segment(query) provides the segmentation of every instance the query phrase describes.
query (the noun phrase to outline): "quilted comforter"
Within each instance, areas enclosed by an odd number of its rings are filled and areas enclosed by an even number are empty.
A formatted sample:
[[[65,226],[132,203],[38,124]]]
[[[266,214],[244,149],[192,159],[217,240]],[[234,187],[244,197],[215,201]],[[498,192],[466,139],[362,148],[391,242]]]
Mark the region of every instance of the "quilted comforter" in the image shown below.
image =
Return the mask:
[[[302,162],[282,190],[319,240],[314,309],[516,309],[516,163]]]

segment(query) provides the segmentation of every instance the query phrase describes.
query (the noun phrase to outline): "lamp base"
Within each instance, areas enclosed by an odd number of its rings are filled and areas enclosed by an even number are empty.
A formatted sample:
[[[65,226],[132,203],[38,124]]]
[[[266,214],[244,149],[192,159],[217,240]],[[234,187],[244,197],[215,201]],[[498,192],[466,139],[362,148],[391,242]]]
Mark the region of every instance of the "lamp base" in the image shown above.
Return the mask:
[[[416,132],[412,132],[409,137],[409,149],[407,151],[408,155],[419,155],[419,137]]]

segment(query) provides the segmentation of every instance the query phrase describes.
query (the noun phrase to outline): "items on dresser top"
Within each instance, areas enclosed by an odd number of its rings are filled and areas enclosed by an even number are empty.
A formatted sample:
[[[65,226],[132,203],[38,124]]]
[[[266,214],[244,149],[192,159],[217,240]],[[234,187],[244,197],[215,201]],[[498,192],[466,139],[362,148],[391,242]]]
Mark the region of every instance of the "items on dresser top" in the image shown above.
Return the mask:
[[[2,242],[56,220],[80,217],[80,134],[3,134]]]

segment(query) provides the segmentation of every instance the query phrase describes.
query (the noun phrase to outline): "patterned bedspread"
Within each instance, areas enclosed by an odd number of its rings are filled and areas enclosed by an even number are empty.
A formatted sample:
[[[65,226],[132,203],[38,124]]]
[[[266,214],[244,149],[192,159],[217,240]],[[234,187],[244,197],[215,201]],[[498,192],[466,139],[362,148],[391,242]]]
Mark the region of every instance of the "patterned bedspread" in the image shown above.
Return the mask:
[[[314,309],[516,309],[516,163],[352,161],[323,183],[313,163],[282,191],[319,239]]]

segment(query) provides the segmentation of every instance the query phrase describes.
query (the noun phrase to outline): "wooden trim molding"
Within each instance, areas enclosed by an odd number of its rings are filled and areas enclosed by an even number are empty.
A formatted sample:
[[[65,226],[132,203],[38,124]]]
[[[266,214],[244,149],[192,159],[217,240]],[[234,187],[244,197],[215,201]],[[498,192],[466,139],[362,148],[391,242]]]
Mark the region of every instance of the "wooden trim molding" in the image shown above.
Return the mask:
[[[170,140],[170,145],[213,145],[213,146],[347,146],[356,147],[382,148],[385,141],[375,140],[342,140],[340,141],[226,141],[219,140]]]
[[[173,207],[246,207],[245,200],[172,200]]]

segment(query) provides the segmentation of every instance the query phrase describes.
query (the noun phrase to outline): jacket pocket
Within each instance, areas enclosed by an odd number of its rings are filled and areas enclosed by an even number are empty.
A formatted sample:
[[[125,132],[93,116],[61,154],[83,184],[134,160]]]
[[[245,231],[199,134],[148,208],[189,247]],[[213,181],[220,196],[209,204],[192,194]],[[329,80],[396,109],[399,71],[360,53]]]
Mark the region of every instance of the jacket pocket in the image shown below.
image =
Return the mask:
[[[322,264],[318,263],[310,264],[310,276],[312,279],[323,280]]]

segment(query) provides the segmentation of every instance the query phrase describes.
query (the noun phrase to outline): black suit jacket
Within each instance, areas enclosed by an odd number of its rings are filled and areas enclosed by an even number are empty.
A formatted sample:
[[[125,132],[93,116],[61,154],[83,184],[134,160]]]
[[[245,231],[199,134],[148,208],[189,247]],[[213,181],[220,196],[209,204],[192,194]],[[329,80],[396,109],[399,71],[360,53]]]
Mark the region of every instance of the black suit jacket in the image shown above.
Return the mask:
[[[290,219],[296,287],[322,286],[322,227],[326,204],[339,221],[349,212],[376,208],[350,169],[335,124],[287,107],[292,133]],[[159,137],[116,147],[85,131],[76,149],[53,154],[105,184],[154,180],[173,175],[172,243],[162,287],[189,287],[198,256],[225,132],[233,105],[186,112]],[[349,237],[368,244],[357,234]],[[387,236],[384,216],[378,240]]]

■ ■ ■ ■

▶ **What is required**
Repeat every line of the material exactly as given.

▶ **Response to this task**
segment(query) provides the segmentation of every instance the query phrase describes.
query (the noun phrase to outline): "quilted comforter"
Within each instance, areas enclosed by an odd number of its rings are filled and areas enclosed by an even number are empty.
A formatted sample:
[[[65,226],[132,203],[38,124]]]
[[[266,214],[244,149],[192,159],[217,240]],[[234,187],[244,197],[215,201]],[[498,192],[466,139],[362,148],[391,242]]]
Mark the region of every instance of the "quilted comforter" in the image shown below.
image =
Return the mask:
[[[302,162],[282,190],[319,240],[314,309],[516,309],[516,163]]]

segment(query) provides the segmentation of every instance the query phrase describes.
query (the noun phrase to outline): "lamp base"
Within each instance, areas enclosed by an odd number of its rings are filled and areas enclosed by an even number are empty.
A formatted sample:
[[[65,226],[132,203],[38,124]]]
[[[266,214],[244,149],[192,159],[217,240]],[[234,187],[244,197],[215,201]],[[498,192],[466,139],[362,148],[391,242]]]
Mark the region of every instance of the "lamp base" in the image shown above.
Return the mask:
[[[416,132],[412,132],[409,137],[409,149],[407,151],[408,155],[419,155],[419,137]]]

segment(query) provides the segmentation of every instance the query phrase describes.
query (the noun phrase to outline): "items on dresser top"
Within each instance, areas enclosed by an odd number of its rings are filled and areas enclosed by an even number are empty.
A formatted sample:
[[[65,226],[132,203],[38,124]]]
[[[266,214],[244,149],[192,159],[217,240]],[[234,187],[244,197],[215,201]],[[498,192],[466,139],[362,148],[391,242]]]
Mark the region of every instance of the "items on dresser top" in the image shown above.
Return the mask:
[[[2,242],[56,220],[80,217],[80,134],[3,134]]]

segment(query) provides the segmentation of every instance the query phrase describes.
query (the noun phrase to outline): "patterned bedspread"
Within each instance, areas enclosed by an odd number of its rings are filled and areas enclosed by an even number are empty.
A formatted sample:
[[[65,226],[132,203],[38,124]]]
[[[266,214],[244,149],[192,159],[217,240]],[[234,187],[244,197],[215,201]],[[498,192],[466,139],[362,148],[391,242]]]
Mark the region of every instance of the "patterned bedspread" in the image shown above.
Return the mask:
[[[314,309],[516,309],[516,163],[352,161],[323,183],[313,163],[282,191],[319,239]]]

segment(query) provides the segmentation of every instance the query phrase describes.
query (the noun phrase to outline): "wooden trim molding"
Within each instance, areas enclosed by an odd number of its rings are filled and areas enclosed by an even number are empty.
A formatted sample:
[[[65,226],[132,203],[38,124]]]
[[[266,214],[244,149],[192,159],[217,240]],[[234,187],[244,197],[215,201]],[[498,192],[466,139],[362,148],[391,242]]]
Mark the region of every instance of the "wooden trim molding" in the image shown above.
Return the mask:
[[[170,140],[170,145],[213,145],[213,146],[347,146],[356,147],[382,148],[385,141],[375,140],[342,140],[340,141],[226,141],[219,140]]]
[[[173,207],[246,207],[245,200],[172,200]]]

segment(query) provides the segmentation of every instance the query phrase describes.
query (the noun phrase to outline): jacket pocket
Within each instance, areas enclosed by an odd number of its rings are filled and areas enclosed by an even number are empty.
A formatted sample:
[[[125,132],[93,116],[61,154],[83,184],[134,160]]]
[[[245,231],[199,134],[148,208],[189,247]],[[213,181],[220,196],[209,204],[192,194]],[[329,80],[396,109],[399,71],[360,53]]]
Mark the region of every instance of the jacket pocket in the image shown below.
image =
Return the mask:
[[[322,264],[318,263],[310,264],[310,276],[312,279],[323,280]]]

segment(query) provides the segmentation of every instance the query phrase describes.
query (the noun phrase to outline): black suit jacket
Within each instance, areas enclosed by an odd number of its rings are filled and areas enclosed by an even number are empty.
A formatted sample:
[[[125,132],[93,116],[61,154],[83,184],[134,160]]]
[[[245,231],[199,134],[148,208],[189,247]],[[213,181],[220,196],[209,204],[192,194]],[[329,80],[396,109],[399,71],[360,53]]]
Mark the region of every instance of the black suit jacket in the image shown above.
Return the mask:
[[[290,219],[296,287],[322,286],[322,227],[326,204],[339,221],[349,212],[376,208],[350,169],[335,124],[287,107],[292,133]],[[159,137],[116,147],[85,131],[76,149],[53,154],[105,184],[154,180],[173,175],[172,243],[162,287],[189,287],[198,256],[225,132],[233,105],[186,112]],[[349,237],[368,244],[357,234]],[[387,236],[384,216],[378,240]]]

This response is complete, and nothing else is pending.